• **SUPPLIED PASSAGE**
In The Lake Report on Feb. 15, columnist Brian Marshall wrote a rather sympathetic article, (“A concrete look at local governance,”) that essentially excused Niagara-on-the-Lake town council from appealing cases to the Ontario Land Tribunal because of budgetary constraints related to legal expenses as follows:

 “It is my understanding that town council has budgeted $500,000 for 2024 legal expenses. While that may sound like a lot, using simple math at $400 per hour, that’s only 250 hours.”

“And, of course, this calculation does not consider the plethora of additional charges, which reduce that number of hours. Moreover, this budget must cover all the town’s legal expenses — not just those associated with planning issues.”

“On those issues, I’d posit that the budget may be sufficient to fund between four and six properly researched, prepared and presented cases before the Ontario Land Tribunal.”

Audited financial statements for 2022 and 2021 showed that the town made a profit (or in government lingo, had a surplus) of $4,945,031 in 2022 and $2,924,403 in 2021. 

Cash in the bank totalled $22,333,108 in 2022 and $ 21,032,114 in 2021. Cash from operations totalled $8,653,141 in 2022 and $7,914,756 in 2021.

• **SUPPLIED INFORMATION**
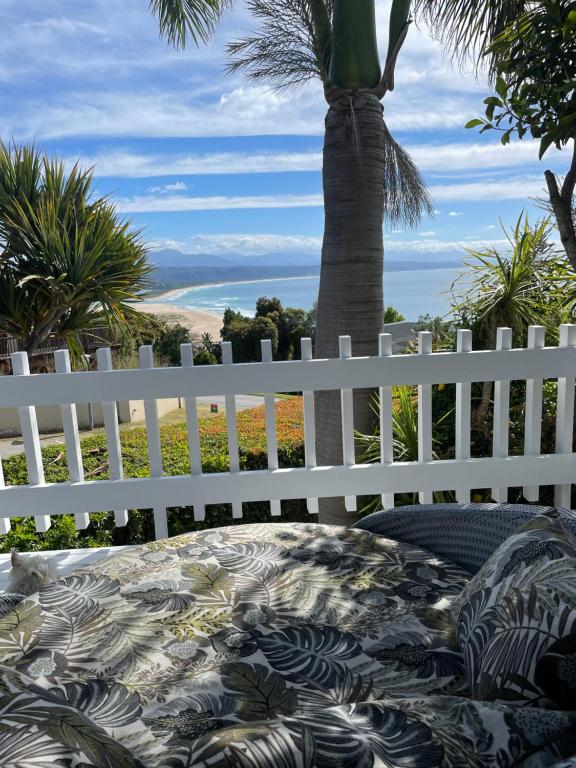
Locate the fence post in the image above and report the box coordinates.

• **EXERCISES TO COMPLETE**
**a.** Translate this sentence from the passage on Niagara-on-the-Lake's legal budget into Spanish: "Cash from operations totalled $8,653,141 in 2022 and $7,914,756 in 2021."
**b.** Write out the passage on Niagara-on-the-Lake's legal budget again, everything from "Audited financial statements" down to "and $7,914,756 in 2021.", substituting "amounted to" for "totalled" wherever it occurs.

• **RESULTS FOR THE EXERCISE**
**a.** El efectivo procedente de las operaciones ascendió a 8.653.141 dólares en 2022 y a 7.914.756 dólares en 2021.

**b.**
Audited financial statements for 2022 and 2021 showed that the town made a profit (or in government lingo, had a surplus) of $4,945,031 in 2022 and $2,924,403 in 2021. 

Cash in the bank amounted to $22,333,108 in 2022 and $ 21,032,114 in 2021. Cash from operations amounted to $8,653,141 in 2022 and $7,914,756 in 2021.